TASK PROMPT | Of the entries below, copy only those lines that contain the word "puffed".

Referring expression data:
===============
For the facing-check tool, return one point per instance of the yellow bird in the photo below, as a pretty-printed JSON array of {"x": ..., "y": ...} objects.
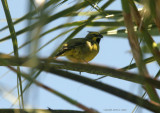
[{"x": 81, "y": 50}]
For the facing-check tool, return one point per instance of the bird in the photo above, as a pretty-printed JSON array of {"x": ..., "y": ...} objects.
[{"x": 81, "y": 50}]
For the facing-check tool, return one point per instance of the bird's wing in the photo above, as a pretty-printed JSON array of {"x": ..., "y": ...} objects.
[{"x": 71, "y": 44}]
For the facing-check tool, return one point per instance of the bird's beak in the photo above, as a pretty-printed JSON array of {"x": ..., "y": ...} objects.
[{"x": 100, "y": 36}]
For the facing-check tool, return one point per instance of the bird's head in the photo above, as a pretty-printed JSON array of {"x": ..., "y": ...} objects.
[{"x": 95, "y": 36}]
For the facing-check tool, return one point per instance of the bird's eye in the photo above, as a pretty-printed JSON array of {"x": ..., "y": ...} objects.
[{"x": 95, "y": 35}]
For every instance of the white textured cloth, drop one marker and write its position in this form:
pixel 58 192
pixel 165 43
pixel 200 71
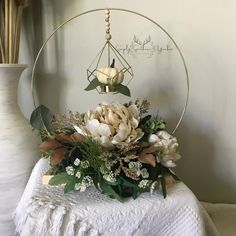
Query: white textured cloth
pixel 47 211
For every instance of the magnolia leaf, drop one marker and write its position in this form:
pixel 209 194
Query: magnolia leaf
pixel 41 118
pixel 93 84
pixel 58 179
pixel 123 90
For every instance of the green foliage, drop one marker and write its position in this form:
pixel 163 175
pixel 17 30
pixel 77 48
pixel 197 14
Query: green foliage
pixel 107 189
pixel 120 88
pixel 93 84
pixel 91 151
pixel 151 126
pixel 41 119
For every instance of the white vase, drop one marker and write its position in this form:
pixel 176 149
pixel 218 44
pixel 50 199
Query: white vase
pixel 17 146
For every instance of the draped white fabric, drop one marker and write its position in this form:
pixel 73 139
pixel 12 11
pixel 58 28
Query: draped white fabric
pixel 47 211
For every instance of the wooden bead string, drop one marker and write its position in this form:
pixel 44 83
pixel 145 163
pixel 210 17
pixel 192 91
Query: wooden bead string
pixel 107 23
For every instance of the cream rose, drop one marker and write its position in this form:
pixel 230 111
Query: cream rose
pixel 114 124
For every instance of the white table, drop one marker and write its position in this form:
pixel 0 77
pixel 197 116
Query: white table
pixel 45 210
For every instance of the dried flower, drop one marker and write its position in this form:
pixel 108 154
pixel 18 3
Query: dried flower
pixel 144 183
pixel 77 162
pixel 114 124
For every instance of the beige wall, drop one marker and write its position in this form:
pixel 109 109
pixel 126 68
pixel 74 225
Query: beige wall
pixel 206 33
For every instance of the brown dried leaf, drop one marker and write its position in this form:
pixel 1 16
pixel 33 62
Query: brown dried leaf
pixel 65 138
pixel 76 137
pixel 147 159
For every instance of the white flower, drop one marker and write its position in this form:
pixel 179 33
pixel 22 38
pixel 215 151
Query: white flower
pixel 132 165
pixel 144 183
pixel 154 186
pixel 76 162
pixel 167 145
pixel 114 124
pixel 70 170
pixel 78 174
pixel 144 173
pixel 84 164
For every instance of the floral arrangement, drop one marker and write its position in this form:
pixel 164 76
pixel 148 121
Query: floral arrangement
pixel 10 28
pixel 118 148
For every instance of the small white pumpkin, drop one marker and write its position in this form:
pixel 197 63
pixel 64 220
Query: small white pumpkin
pixel 109 75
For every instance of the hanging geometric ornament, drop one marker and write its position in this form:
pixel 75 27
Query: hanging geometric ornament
pixel 109 71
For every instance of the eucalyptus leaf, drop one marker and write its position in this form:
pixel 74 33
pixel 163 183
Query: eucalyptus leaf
pixel 58 179
pixel 93 84
pixel 123 89
pixel 41 118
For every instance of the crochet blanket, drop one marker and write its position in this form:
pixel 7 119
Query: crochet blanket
pixel 46 210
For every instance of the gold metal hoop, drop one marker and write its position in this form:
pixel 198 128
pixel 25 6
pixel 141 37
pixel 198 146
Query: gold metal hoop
pixel 123 10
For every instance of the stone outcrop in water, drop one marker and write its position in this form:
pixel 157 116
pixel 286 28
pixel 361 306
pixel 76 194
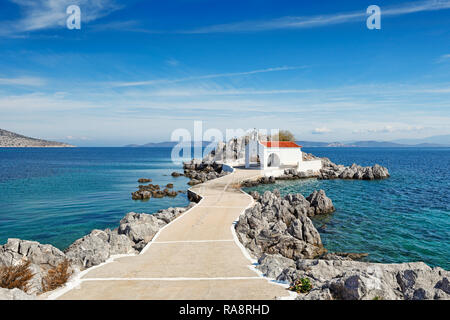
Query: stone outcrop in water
pixel 320 203
pixel 277 225
pixel 353 280
pixel 200 171
pixel 134 232
pixel 97 247
pixel 279 232
pixel 146 192
pixel 333 171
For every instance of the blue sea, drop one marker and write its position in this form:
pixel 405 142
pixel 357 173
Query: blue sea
pixel 401 219
pixel 56 196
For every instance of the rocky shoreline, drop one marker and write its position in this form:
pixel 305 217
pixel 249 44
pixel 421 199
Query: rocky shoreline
pixel 200 171
pixel 134 232
pixel 279 233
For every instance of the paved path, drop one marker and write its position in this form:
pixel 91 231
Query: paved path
pixel 194 257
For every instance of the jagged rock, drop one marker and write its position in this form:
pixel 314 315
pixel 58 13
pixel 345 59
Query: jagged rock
pixel 176 174
pixel 200 171
pixel 140 226
pixel 272 265
pixel 97 247
pixel 43 255
pixel 277 226
pixel 255 195
pixel 332 171
pixel 15 294
pixel 353 280
pixel 320 202
pixel 193 197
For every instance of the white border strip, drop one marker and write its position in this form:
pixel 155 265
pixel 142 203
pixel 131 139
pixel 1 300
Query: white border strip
pixel 173 279
pixel 192 241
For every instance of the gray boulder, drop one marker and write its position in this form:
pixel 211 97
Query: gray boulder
pixel 320 203
pixel 140 226
pixel 97 247
pixel 275 226
pixel 41 256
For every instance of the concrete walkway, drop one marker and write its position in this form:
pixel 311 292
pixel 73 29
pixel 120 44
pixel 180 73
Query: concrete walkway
pixel 195 257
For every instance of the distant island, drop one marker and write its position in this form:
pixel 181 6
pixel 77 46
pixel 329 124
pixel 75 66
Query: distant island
pixel 430 142
pixel 14 140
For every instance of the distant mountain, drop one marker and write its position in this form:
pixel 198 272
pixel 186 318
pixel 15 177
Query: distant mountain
pixel 312 144
pixel 369 144
pixel 440 140
pixel 165 144
pixel 11 139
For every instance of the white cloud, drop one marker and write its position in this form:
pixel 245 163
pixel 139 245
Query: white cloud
pixel 321 130
pixel 204 77
pixel 46 14
pixel 23 81
pixel 321 20
pixel 443 58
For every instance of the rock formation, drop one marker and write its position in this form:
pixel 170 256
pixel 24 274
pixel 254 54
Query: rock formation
pixel 278 231
pixel 200 171
pixel 353 280
pixel 277 225
pixel 42 258
pixel 134 232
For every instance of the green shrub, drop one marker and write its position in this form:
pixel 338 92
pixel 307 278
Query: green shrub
pixel 302 285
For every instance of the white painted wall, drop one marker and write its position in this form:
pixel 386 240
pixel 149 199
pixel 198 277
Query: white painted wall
pixel 314 165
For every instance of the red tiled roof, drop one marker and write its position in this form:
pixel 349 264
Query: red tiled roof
pixel 280 144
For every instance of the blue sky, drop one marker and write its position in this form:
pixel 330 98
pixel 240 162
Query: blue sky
pixel 137 70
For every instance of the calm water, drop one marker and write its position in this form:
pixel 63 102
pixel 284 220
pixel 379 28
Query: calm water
pixel 56 196
pixel 403 218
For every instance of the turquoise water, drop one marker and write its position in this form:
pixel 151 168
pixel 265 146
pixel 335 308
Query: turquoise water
pixel 400 219
pixel 56 196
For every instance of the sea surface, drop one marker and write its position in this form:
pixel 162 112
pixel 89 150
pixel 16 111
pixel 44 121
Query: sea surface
pixel 55 195
pixel 401 219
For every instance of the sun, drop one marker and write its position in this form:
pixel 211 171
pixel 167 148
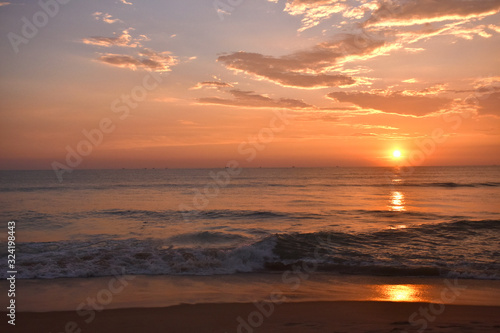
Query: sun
pixel 396 153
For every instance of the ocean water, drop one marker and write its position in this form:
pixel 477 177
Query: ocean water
pixel 425 221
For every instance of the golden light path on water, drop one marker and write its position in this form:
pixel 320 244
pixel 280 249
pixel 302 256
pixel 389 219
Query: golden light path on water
pixel 401 293
pixel 397 202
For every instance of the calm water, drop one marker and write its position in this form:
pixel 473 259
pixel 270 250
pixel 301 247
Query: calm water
pixel 430 221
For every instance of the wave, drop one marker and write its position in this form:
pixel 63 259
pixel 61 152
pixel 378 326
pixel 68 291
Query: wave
pixel 96 187
pixel 463 248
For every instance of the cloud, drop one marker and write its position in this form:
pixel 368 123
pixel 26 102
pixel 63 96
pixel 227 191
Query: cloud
pixel 124 40
pixel 398 102
pixel 253 100
pixel 318 67
pixel 314 11
pixel 107 18
pixel 146 59
pixel 395 13
pixel 487 96
pixel 211 84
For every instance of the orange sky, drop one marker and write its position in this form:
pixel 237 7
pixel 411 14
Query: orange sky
pixel 112 84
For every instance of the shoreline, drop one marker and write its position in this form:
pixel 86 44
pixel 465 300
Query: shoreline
pixel 159 291
pixel 303 317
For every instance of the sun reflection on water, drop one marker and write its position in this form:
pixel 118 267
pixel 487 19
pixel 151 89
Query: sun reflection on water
pixel 400 293
pixel 397 202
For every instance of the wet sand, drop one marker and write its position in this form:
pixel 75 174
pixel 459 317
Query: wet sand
pixel 303 317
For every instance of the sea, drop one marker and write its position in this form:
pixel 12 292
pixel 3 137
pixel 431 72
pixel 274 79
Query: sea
pixel 412 222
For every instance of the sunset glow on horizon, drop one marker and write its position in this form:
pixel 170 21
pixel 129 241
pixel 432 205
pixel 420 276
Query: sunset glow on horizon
pixel 267 83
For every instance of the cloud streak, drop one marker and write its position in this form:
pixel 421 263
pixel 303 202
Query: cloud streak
pixel 123 40
pixel 146 59
pixel 393 13
pixel 398 102
pixel 254 100
pixel 318 67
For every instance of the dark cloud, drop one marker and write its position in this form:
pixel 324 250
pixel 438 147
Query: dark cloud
pixel 394 102
pixel 252 99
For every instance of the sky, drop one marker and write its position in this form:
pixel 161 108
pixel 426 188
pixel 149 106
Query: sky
pixel 271 83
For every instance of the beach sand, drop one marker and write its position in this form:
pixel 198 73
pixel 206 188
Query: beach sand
pixel 322 303
pixel 303 317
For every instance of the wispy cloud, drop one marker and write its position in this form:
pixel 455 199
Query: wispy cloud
pixel 211 84
pixel 146 59
pixel 397 13
pixel 318 67
pixel 398 102
pixel 107 18
pixel 123 40
pixel 254 100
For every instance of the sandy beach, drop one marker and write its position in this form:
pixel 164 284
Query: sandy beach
pixel 287 317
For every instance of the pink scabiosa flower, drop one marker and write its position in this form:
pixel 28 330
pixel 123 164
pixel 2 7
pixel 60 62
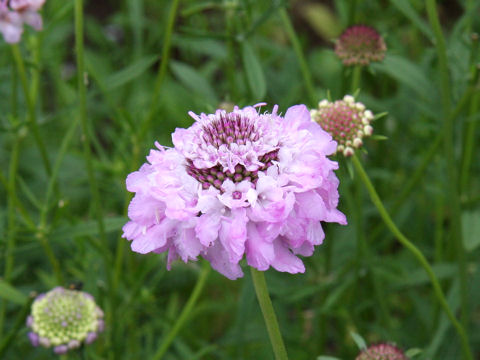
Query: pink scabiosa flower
pixel 237 184
pixel 360 45
pixel 382 352
pixel 28 10
pixel 64 319
pixel 11 23
pixel 346 120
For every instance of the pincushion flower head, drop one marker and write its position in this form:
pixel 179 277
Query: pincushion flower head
pixel 360 45
pixel 346 120
pixel 14 13
pixel 237 184
pixel 382 352
pixel 64 319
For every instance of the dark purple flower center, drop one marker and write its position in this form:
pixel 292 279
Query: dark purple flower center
pixel 216 175
pixel 237 195
pixel 227 129
pixel 230 128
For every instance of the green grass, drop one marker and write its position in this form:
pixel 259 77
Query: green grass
pixel 146 63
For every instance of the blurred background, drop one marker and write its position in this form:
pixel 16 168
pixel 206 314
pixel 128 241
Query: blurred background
pixel 238 52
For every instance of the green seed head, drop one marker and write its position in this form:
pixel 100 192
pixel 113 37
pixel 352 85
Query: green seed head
pixel 64 319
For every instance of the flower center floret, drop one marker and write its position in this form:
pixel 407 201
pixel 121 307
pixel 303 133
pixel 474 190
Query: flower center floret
pixel 382 352
pixel 360 45
pixel 64 318
pixel 239 146
pixel 346 120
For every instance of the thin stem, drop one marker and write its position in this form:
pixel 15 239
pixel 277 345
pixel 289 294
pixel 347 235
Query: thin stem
pixel 186 312
pixel 356 77
pixel 469 143
pixel 427 159
pixel 8 340
pixel 352 12
pixel 307 76
pixel 469 135
pixel 162 70
pixel 269 316
pixel 32 116
pixel 82 99
pixel 415 252
pixel 11 221
pixel 453 196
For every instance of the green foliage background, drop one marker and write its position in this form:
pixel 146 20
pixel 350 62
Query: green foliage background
pixel 239 51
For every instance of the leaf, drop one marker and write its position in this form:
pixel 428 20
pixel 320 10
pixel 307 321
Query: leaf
pixel 406 9
pixel 419 276
pixel 87 228
pixel 8 292
pixel 193 80
pixel 322 20
pixel 253 69
pixel 130 72
pixel 413 352
pixel 407 73
pixel 471 229
pixel 362 345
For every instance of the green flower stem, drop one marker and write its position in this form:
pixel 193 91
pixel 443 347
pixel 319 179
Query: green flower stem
pixel 186 312
pixel 32 116
pixel 452 191
pixel 162 70
pixel 352 12
pixel 356 77
pixel 42 234
pixel 469 146
pixel 11 221
pixel 269 316
pixel 307 77
pixel 469 136
pixel 82 108
pixel 427 159
pixel 8 340
pixel 415 252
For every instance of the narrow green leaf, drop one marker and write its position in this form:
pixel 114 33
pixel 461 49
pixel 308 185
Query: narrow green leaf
pixel 407 73
pixel 362 345
pixel 193 80
pixel 8 292
pixel 406 8
pixel 254 72
pixel 413 352
pixel 471 229
pixel 379 137
pixel 130 73
pixel 87 228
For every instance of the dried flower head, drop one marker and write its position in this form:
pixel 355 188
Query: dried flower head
pixel 360 45
pixel 15 13
pixel 64 319
pixel 237 183
pixel 346 120
pixel 382 352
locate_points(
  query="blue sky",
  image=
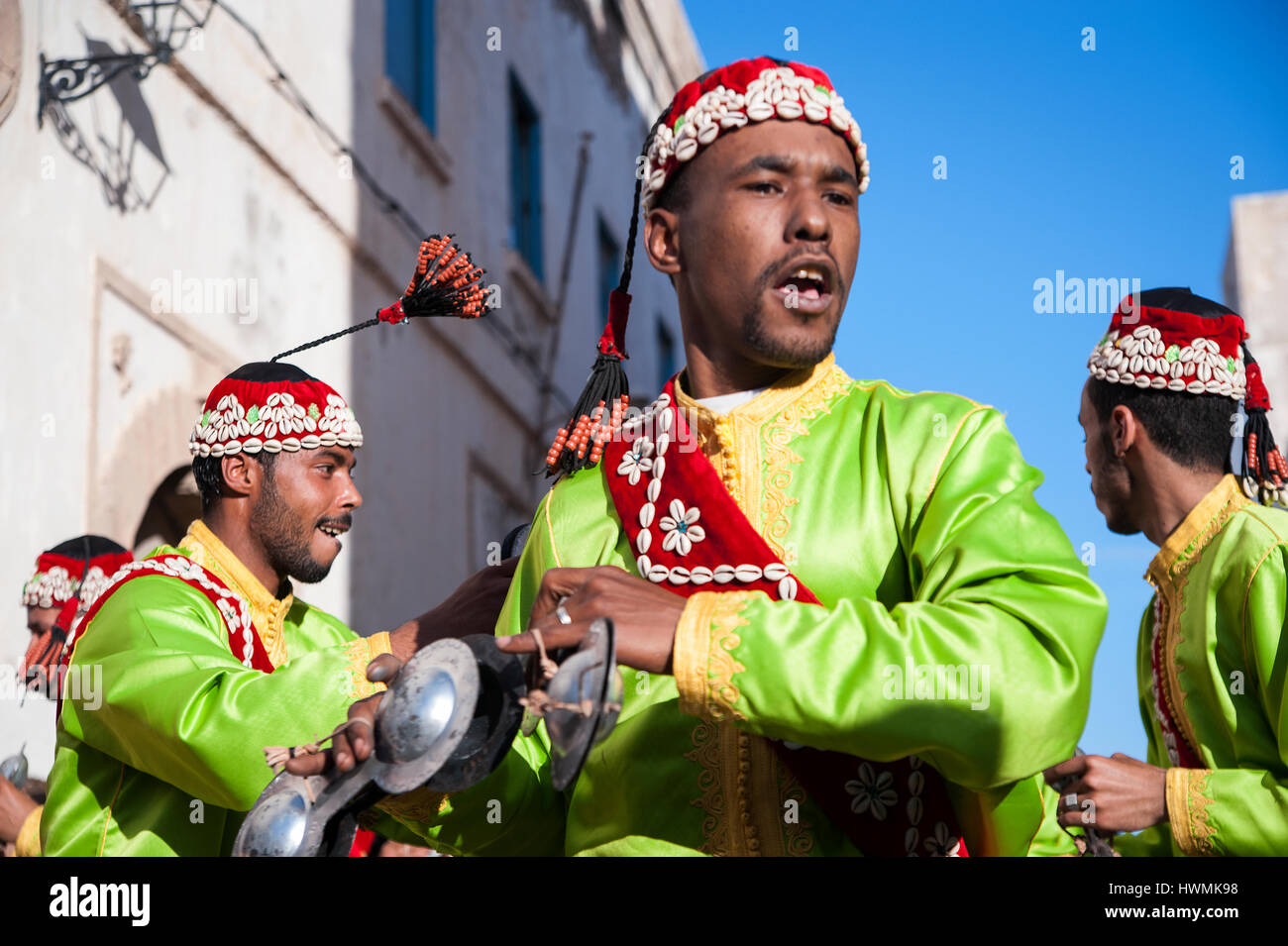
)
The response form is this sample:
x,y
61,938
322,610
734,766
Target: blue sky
x,y
1107,163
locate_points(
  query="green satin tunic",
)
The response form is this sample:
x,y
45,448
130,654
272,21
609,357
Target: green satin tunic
x,y
161,739
912,517
1220,610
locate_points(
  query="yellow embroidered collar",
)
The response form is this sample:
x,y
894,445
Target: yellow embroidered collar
x,y
268,613
1188,541
768,403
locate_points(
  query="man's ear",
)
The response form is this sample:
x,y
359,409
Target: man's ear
x,y
241,473
662,241
1125,430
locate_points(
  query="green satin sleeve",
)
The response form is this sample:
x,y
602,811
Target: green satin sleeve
x,y
1243,809
1001,626
158,687
514,811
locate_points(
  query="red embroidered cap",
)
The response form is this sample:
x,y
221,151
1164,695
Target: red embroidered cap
x,y
299,413
745,91
1172,340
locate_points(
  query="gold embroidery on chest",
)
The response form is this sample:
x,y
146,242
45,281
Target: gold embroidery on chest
x,y
798,841
706,753
1177,576
268,614
781,460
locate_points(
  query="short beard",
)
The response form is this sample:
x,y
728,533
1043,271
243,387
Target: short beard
x,y
283,537
1119,517
759,340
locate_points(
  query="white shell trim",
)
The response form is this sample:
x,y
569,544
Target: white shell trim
x,y
778,93
278,422
232,607
1140,360
47,588
669,524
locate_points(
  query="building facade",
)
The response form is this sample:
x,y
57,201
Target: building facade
x,y
1256,286
165,231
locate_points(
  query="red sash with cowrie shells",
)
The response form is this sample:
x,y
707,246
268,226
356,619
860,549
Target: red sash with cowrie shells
x,y
691,536
243,637
1179,751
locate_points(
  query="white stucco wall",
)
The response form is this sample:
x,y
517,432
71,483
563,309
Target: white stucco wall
x,y
103,374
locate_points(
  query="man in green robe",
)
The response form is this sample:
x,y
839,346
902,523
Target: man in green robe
x,y
829,563
1172,383
197,657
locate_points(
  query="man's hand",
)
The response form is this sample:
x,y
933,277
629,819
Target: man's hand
x,y
1126,794
356,743
643,614
472,609
14,807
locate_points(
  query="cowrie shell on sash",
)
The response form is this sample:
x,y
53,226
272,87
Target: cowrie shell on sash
x,y
776,572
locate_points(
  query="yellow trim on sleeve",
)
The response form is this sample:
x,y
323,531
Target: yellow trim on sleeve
x,y
420,804
1188,809
702,657
29,837
361,652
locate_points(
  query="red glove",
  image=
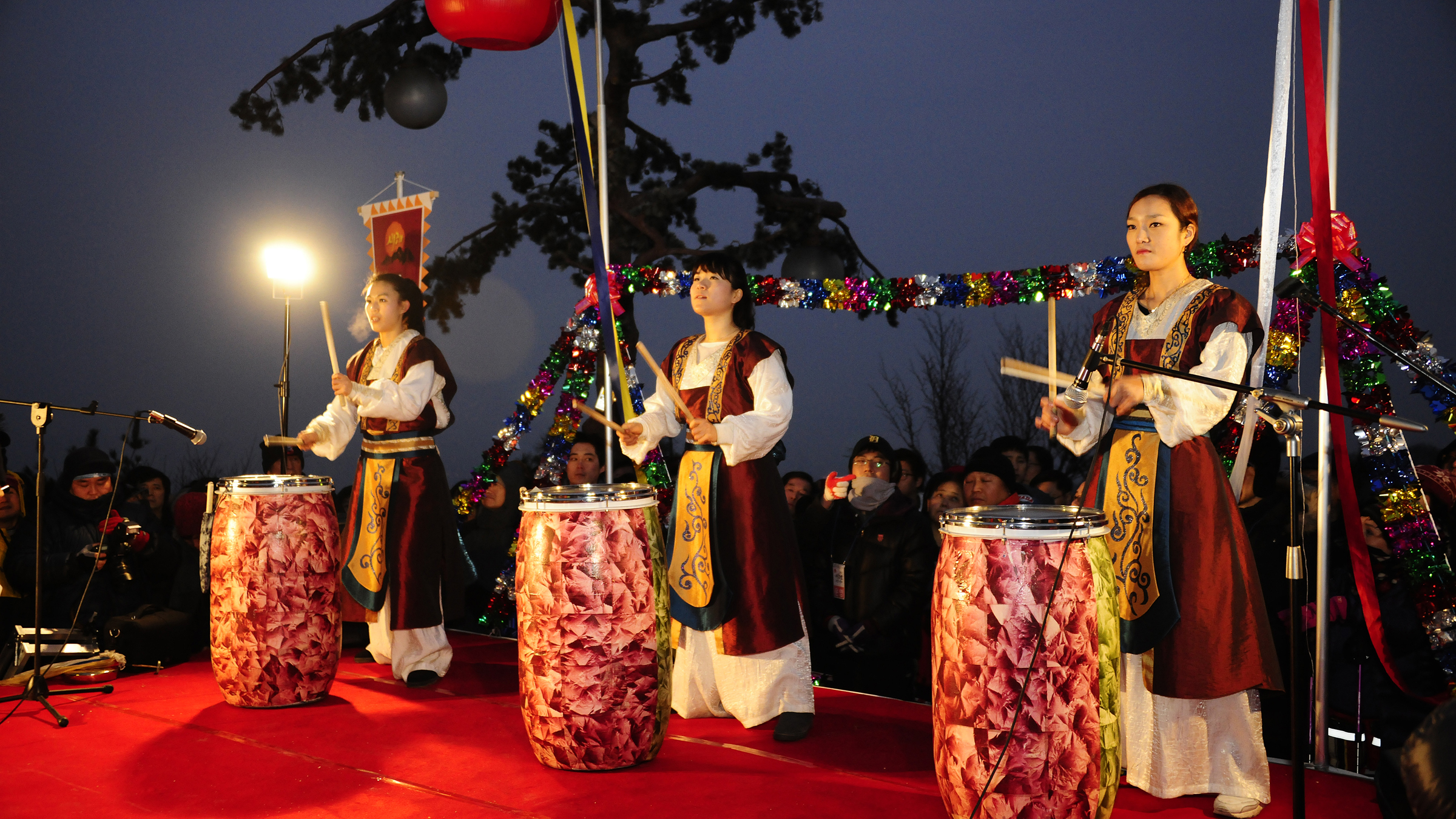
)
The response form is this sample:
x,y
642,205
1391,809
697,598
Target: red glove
x,y
836,487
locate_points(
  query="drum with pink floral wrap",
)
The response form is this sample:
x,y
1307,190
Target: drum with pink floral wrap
x,y
996,576
593,625
274,584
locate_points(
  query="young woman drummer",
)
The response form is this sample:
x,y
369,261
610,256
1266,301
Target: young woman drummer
x,y
734,566
1196,637
404,556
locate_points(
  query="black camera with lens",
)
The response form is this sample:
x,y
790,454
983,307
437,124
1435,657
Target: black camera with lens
x,y
117,545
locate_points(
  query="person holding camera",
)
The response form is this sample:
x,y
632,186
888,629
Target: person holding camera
x,y
86,538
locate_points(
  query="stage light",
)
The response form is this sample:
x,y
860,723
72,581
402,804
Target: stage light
x,y
288,264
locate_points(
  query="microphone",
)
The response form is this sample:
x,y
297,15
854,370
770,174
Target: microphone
x,y
1076,394
195,436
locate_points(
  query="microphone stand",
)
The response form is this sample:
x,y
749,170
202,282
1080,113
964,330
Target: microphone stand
x,y
41,416
1282,408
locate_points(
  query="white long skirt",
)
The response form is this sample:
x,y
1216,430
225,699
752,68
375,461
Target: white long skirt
x,y
753,689
410,649
1181,747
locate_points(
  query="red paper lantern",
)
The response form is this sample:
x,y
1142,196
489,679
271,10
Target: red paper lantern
x,y
496,25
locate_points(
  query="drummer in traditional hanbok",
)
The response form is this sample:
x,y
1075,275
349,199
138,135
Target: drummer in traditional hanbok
x,y
734,564
404,559
1196,639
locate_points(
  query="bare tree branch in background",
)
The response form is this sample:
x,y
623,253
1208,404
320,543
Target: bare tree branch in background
x,y
945,403
900,407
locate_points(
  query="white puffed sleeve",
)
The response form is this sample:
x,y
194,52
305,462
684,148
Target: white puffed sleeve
===============
RESPONSE |
  query="white puffed sleeve",
Target: white puffed sleeve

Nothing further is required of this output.